Count the lines below that contain the word "bark". Give only the number.

→ **Dataset lines on where objects appear**
┌──

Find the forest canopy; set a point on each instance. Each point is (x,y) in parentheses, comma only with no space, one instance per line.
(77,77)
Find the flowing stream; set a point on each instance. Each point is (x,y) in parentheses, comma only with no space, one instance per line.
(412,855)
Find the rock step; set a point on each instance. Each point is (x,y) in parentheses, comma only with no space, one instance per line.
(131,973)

└──
┌──

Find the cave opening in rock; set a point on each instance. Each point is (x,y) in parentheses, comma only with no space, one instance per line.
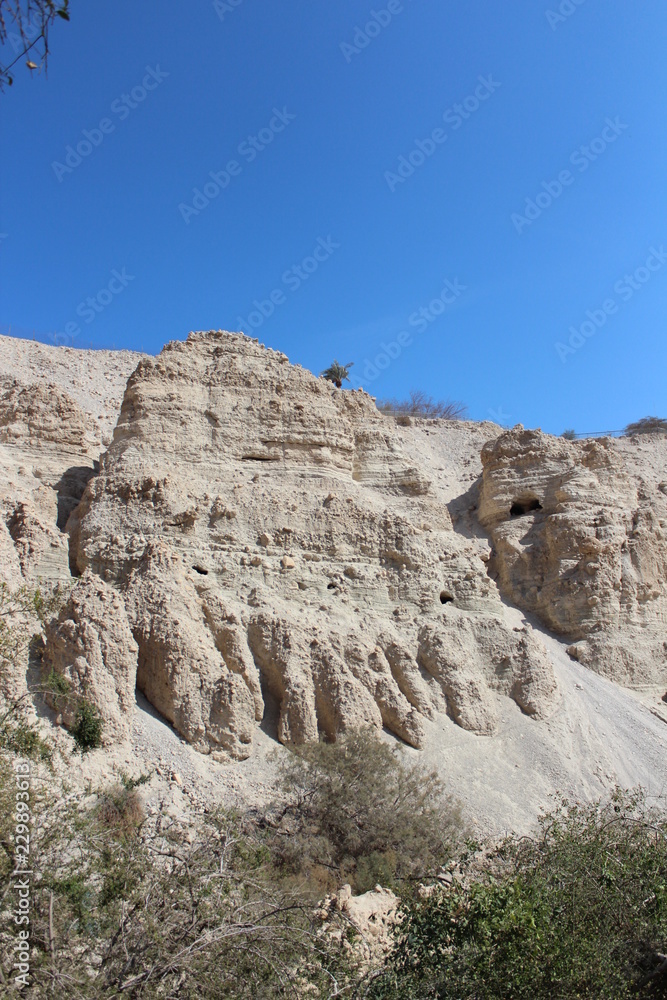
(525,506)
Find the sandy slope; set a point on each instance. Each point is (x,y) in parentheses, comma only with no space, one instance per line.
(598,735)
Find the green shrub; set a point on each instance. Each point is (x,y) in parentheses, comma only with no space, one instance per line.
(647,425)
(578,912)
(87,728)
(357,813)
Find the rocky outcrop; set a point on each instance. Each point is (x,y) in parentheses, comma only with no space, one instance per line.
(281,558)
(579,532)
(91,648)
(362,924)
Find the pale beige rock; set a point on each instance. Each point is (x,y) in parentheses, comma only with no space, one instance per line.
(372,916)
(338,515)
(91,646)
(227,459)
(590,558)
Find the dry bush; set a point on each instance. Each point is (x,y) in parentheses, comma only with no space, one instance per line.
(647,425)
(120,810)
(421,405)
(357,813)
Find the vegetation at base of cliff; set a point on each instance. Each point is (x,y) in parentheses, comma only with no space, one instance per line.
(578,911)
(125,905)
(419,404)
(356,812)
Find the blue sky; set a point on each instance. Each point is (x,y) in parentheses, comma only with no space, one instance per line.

└──
┌──

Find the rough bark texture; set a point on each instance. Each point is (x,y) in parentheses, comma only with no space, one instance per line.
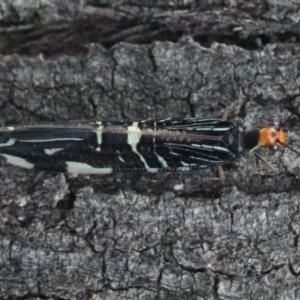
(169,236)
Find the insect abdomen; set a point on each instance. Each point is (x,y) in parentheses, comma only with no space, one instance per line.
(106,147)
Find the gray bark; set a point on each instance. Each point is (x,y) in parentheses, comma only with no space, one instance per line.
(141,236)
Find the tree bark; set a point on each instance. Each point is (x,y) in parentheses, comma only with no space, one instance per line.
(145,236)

└──

→ **Solution to this problem**
3